STORED DATA:
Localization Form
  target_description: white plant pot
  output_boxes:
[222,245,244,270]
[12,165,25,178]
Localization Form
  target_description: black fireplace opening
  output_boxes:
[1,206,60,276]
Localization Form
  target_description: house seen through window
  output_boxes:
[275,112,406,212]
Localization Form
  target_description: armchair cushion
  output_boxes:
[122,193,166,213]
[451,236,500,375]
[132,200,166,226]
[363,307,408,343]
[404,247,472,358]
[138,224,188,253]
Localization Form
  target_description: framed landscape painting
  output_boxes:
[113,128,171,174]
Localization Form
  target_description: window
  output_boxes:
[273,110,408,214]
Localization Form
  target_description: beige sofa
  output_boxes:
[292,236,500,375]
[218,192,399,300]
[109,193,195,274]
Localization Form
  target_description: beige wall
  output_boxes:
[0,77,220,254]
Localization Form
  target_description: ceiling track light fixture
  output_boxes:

INSTRUCTIONS FOR THE TASK: Look for the string "window" in the entries above. Copy every line that has it.

OUTPUT:
  target_description: house seen through window
  target_description: window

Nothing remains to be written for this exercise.